■ ESTRATTO FORNITO:

+++

Quindi, a meno che non ci siano nuove modifiche, i clienti dei professionisti, che attualmente possono pagare in contanti importi fino a mille euro, dal 1° luglio di quest'anno dovranno abbandonare i contanti per pagamenti sopra i 500 euro.
I destinatari
Il concetto di professionista va inteso in senso fiscale: si tratta di persone fisiche che esercitano arti e professioni (secondo la definizione dell'articolo 53, commi 1 e 2, Tuir) e di società o associazioni fra artisti e professionisti (articolo 5, lettera c, Tuir).
I redditi di lavoro autonomo sono – secondo l'articolo 53 commi 1 e 2 del Tuir – quelli che derivano dall'esercizio di arti e professioni, cioè la professione abituale, anche se non esclusiva, di attività di lavoro autonomo diverse da quelle d'impresa (compreso l'esercizio in forma associata). Sono redditi di lavoro autonomo anche quelli che derivano da utilizzazione economica da parte dell'inventore o dell'autore di opere dell'ingegno, brevetti e simili (se non sono conseguiti nell'ambito dell'impresa). E ancora: le partecipazioni agli utili degli associati in partecipazione di solo lavoro, le partecipazioni agli utili che spettano a promotori e soci fondatori di società di capitali, le indennità per cessazione di rapporti di agenzia, i redditi da attività di levata dei protesti da segretari comunali.
In base a queste definizioni, i nuovi vincoli non si applicano ai pagamenti verso e da soggetti che esercitano attività d'impresa in forma associata o individuale. Per esempio, il pagamento fatto da un privato a un piccolo artigiano non subisce le limitazioni previste dall'articolo 35 del decreto legge 223/06. Al contrario, vi rientra in pieno il pagamento a un medico o a un avvocato. Questo perché il legislatore ha individuato nei professionisti i soggetti più idonei a fungere da collaboratori del Fisco.
Il concetto di compenso
Quando si deve stabilire la misura dell'importo, la disciplina fa riferimento al compenso per il servizio del professionista. Su questo passaggio sono sorti e sono tuttora irrisolti alcuni dubbi. Ci si chiede, in particolare, se in caso di pagamenti frazionati di un'unica prestazione il limite vada riferito al compenso complessivo o a ogni pagamento (per esempio, un compenso di 1.200 euro pagato in due rate di 600).

+++

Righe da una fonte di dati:

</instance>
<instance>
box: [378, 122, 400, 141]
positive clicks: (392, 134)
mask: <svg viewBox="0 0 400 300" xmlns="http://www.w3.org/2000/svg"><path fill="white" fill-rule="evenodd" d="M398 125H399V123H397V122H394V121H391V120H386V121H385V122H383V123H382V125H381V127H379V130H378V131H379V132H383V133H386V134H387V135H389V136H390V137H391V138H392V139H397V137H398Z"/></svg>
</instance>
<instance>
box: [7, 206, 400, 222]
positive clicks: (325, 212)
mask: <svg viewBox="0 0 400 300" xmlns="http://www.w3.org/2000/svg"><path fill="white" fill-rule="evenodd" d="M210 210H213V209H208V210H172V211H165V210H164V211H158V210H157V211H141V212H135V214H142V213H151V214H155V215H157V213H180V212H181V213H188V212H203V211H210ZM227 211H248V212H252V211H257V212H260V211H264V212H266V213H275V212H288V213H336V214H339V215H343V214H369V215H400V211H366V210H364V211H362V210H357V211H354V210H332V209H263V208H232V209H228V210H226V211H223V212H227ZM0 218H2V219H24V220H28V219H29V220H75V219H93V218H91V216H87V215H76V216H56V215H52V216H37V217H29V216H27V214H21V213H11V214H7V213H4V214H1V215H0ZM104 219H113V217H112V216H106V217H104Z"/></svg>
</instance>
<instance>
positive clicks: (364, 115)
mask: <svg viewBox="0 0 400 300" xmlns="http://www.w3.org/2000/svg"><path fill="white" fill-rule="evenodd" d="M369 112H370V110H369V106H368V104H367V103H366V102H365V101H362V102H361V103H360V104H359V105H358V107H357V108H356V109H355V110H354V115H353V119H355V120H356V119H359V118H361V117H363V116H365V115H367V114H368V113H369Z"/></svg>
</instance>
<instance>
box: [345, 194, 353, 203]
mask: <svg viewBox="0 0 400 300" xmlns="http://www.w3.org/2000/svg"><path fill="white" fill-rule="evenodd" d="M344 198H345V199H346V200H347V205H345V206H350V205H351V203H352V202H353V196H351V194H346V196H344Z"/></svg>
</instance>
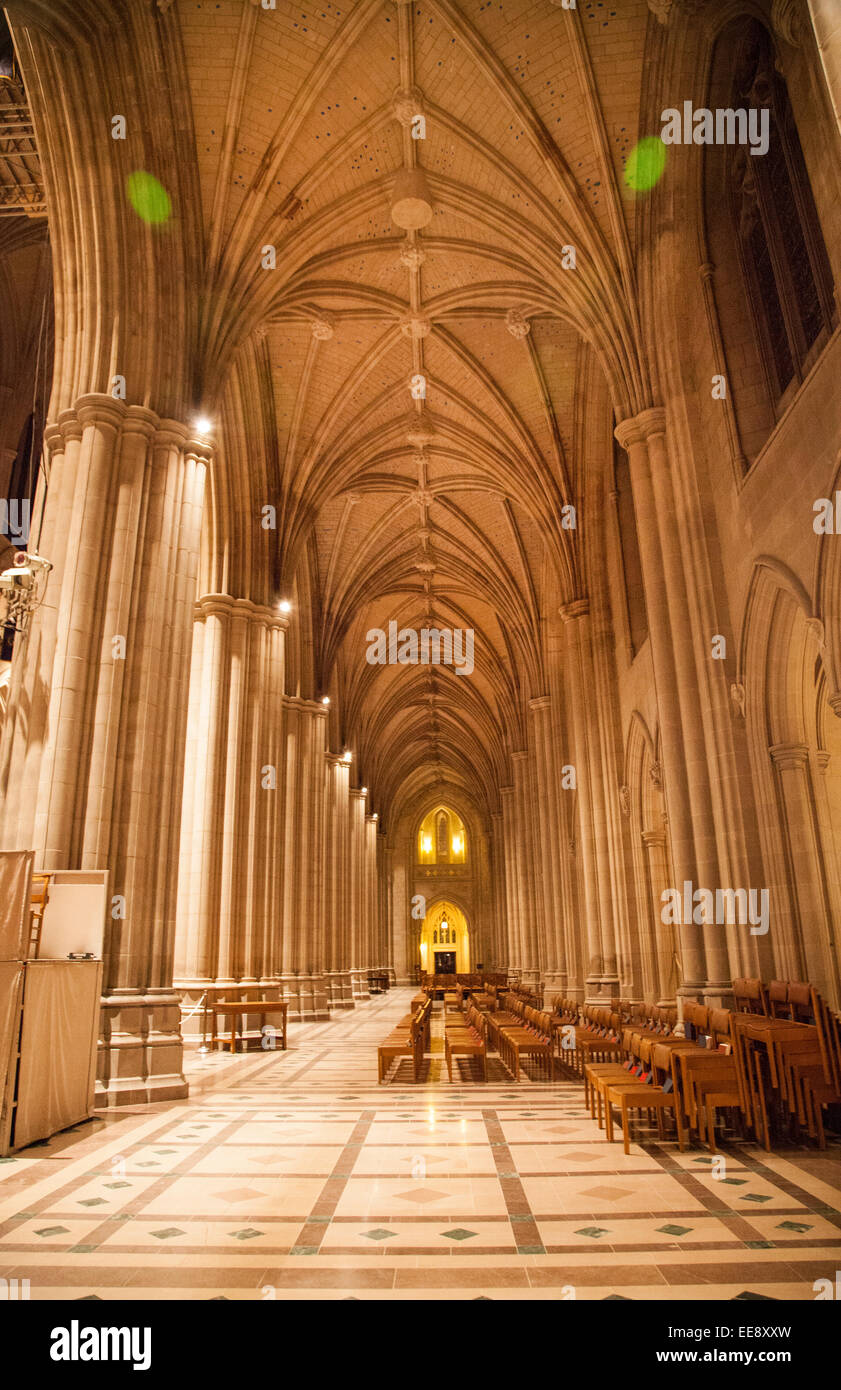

+++

■ COSA FARE: Prosegui l'estratto sui limiti ai pagamenti in contanti verso i professionisti, riprendendo subito dopo la sua ultima frase.

■ LA TUA RISPOSTA:
La logica e il testo della norma suggeriscono che il limite vada riferito al compenso complessivo, anche perché in caso contrario si aprirebbe la via a facili pratiche elusive attuate mediante pagamenti frazionati.
Il concetto di compenso comprende poi sicuramente i rimborsi spese. Resta invece dubbia l'inclusione dell'Iva e dell'eventuale contributo previdenziale riaddebitato, che non costituiscono base imponibile fiscale per il professionista.
Comunque, nel caso di pagamenti a medici, dentisti, fisioterapisti e simili – che sono poi quelli che maggiormente interessano i clienti privati – non sorge alcun problema perché si tratta di importi esenti Iva. Proprio in relazione a questa casistica, bisogna ricordare che per chi si rivolge ad ambulatori o strutture sanitarie private in cui operano medici e paramedici indipendenti, dal 1° marzo 2007 c'è l'obbligo di effettuare il pagamento non nelle mani del professionista, ma direttamente alla struttura sanitaria che dovrà registrare il pagamento (si veda l'articolo seguente).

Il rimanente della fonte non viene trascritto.